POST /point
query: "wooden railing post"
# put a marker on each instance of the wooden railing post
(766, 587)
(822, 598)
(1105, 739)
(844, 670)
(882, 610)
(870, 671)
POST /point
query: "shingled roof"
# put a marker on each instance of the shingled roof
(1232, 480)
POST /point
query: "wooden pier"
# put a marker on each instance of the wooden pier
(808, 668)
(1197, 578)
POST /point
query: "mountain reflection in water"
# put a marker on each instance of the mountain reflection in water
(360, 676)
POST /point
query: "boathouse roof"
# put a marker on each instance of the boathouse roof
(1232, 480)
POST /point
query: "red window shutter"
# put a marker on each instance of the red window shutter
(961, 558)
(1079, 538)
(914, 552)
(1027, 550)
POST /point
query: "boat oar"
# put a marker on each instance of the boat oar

* _Task to carry out_
Extract, from the material above, each line holding the word "query".

* _Response to this exercise_
query: "wooden railing post"
query: "shingled roof"
query: "wooden pier"
query: "mountain reflection in water"
query: "boathouse roof"
query: "red window shutter"
query: "boat oar"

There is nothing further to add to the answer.